» **Given information**
-*-
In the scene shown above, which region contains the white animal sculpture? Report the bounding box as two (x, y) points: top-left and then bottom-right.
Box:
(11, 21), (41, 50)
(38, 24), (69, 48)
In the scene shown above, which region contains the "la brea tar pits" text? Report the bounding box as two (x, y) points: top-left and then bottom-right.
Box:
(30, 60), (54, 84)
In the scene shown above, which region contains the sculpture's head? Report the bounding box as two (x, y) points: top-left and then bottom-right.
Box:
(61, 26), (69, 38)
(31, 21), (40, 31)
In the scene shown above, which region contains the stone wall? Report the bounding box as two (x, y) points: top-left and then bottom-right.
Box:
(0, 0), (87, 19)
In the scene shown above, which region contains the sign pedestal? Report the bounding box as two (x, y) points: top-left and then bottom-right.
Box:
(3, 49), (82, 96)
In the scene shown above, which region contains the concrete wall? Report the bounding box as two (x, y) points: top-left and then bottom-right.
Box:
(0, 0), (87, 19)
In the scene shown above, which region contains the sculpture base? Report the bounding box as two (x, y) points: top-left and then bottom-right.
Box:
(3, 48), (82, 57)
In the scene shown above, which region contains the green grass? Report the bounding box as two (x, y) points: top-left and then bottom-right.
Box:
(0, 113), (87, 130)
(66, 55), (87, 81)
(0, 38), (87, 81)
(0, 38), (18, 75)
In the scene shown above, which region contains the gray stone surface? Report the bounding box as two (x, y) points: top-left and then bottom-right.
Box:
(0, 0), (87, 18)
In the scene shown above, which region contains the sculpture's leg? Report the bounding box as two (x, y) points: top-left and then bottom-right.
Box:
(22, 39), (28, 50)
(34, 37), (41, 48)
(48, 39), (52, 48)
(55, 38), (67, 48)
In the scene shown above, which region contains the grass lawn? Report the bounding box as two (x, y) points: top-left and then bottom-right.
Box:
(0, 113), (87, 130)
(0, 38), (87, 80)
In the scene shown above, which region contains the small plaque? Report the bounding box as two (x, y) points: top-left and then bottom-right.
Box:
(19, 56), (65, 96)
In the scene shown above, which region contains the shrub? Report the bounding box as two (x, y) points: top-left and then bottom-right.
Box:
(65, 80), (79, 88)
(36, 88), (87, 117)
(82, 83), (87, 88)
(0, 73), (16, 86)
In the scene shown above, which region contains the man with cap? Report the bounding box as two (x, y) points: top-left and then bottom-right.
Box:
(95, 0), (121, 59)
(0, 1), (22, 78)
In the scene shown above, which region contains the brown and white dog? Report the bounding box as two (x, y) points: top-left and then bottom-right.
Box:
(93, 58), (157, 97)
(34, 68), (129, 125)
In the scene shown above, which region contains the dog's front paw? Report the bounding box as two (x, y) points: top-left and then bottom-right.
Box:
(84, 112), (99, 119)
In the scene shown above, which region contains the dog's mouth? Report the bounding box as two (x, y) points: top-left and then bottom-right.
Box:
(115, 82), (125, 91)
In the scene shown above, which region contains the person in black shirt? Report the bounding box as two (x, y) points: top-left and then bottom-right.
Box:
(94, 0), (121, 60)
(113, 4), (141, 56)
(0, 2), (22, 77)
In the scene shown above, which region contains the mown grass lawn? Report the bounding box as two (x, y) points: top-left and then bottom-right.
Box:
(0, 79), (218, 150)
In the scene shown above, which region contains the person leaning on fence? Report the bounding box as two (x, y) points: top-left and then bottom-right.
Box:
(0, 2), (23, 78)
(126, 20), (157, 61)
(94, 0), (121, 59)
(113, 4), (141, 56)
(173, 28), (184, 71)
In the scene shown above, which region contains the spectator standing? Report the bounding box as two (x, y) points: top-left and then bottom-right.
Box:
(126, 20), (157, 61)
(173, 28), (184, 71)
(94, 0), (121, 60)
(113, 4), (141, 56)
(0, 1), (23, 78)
-*-
» **Job**
Please lay out the listing above as a JSON list of strings, with one string for each line and any blank lines left out.

» **Answer**
[
  "In the scene shown above, which region contains the white animal sculpture? Report the bounding box as two (x, y) points: top-left and then bottom-right.",
  "Box:",
  "(11, 21), (41, 50)",
  "(38, 24), (69, 48)",
  "In the scene shown above, which region contains the \"la brea tar pits\" text? Report the bounding box as two (x, y) points: top-left and then bottom-right.",
  "Box:",
  "(30, 60), (54, 84)",
  "In the scene shown above, which region contains the sculpture's head? Report the bounding box as two (x, y) points: top-left and then bottom-right.",
  "Box:",
  "(61, 26), (69, 38)",
  "(31, 21), (40, 31)",
  "In the scene shown above, which region contains the stone wall? Report the bounding box as two (x, y) points: top-left and then bottom-right.",
  "Box:",
  "(0, 0), (87, 19)",
  "In the scene shown above, which region contains the sign pedestal? Report the bounding box as two (x, y) points: top-left and then bottom-right.",
  "Box:",
  "(3, 49), (82, 96)",
  "In the scene shown above, which region contains the concrete wall? Report the bounding box as two (x, y) points: top-left and then bottom-right.",
  "Box:",
  "(0, 0), (87, 19)",
  "In the scene shown above, which region contains the sculpture base? Report the bounding box as two (x, y) points: top-left and then bottom-right.",
  "Box:",
  "(3, 48), (82, 57)",
  "In the scene shown above, which region contains the green grass? Report the bounding box as two (x, y) points: top-left and then bottom-right.",
  "Box:",
  "(0, 113), (87, 130)",
  "(66, 55), (87, 81)",
  "(0, 38), (87, 81)",
  "(0, 38), (18, 75)",
  "In the scene shown above, which region contains the gray stone surface? Report the bounding box as two (x, y) points: top-left and then bottom-right.",
  "Box:",
  "(0, 0), (87, 18)",
  "In the scene shown above, which region contains the sculpture's leg? Report the bounding box as two (x, y) points: top-left and then bottom-right.",
  "Box:",
  "(22, 39), (28, 50)",
  "(34, 37), (41, 48)",
  "(48, 39), (52, 48)",
  "(55, 38), (67, 48)",
  "In the scene shown above, which region contains the grass lawn? Report the bounding box as two (x, y) points: top-left and then bottom-right.",
  "Box:",
  "(0, 113), (87, 130)",
  "(0, 38), (87, 80)",
  "In the scene shown above, which region contains the small plaque? Report the bounding box as two (x, y) points: top-left and then bottom-right.",
  "Box:",
  "(19, 56), (65, 96)",
  "In the scene shown above, which region contains the shrub? Report the bounding box as two (x, y) points: top-left and then bottom-right.",
  "Box:",
  "(65, 80), (79, 88)",
  "(36, 88), (87, 117)",
  "(82, 83), (87, 88)",
  "(0, 73), (16, 86)",
  "In the scene shown above, which region contains the man with cap? Report the bounding box as two (x, y) points: top-left and then bottom-right.",
  "Box:",
  "(95, 0), (121, 59)",
  "(0, 1), (22, 78)",
  "In the scene shown above, which region contains the brown and white dog? Report the bounding box as two (x, y) points: top-left and then bottom-right.",
  "Box:",
  "(93, 58), (157, 97)",
  "(34, 68), (129, 125)",
  "In the scene shown above, which region contains the dog's front paw? Report the bounding box as two (x, y) points: top-left and then bottom-right.",
  "Box:",
  "(84, 112), (99, 119)",
  "In the scene shown above, which region contains the dog's mouth? Report the bounding box as two (x, y) points: top-left and then bottom-right.",
  "Box:",
  "(115, 82), (125, 91)",
  "In the scene shown above, which region contains the person in black shirt? Report the bounding box as two (x, y) points: top-left and then bottom-right.",
  "Box:",
  "(94, 0), (121, 60)",
  "(113, 4), (141, 56)",
  "(0, 2), (22, 77)",
  "In the scene shown above, which region contains the mown grass lawn? Report the bounding box as two (x, y) points: top-left and then bottom-right.",
  "Box:",
  "(0, 79), (218, 150)",
  "In the scene shown above, which region contains the person leaning on fence? Report the bounding box as two (x, y) points: top-left and then bottom-right.",
  "Box:",
  "(0, 2), (23, 78)",
  "(126, 20), (157, 61)",
  "(94, 0), (121, 59)",
  "(113, 4), (141, 56)",
  "(173, 28), (184, 71)",
  "In the scene shown above, which region contains the spectator standing? Report the bounding box as two (x, y) points: top-left and then bottom-right.",
  "Box:",
  "(126, 20), (157, 61)",
  "(173, 28), (184, 71)",
  "(94, 0), (121, 60)",
  "(113, 4), (141, 56)",
  "(0, 1), (23, 78)"
]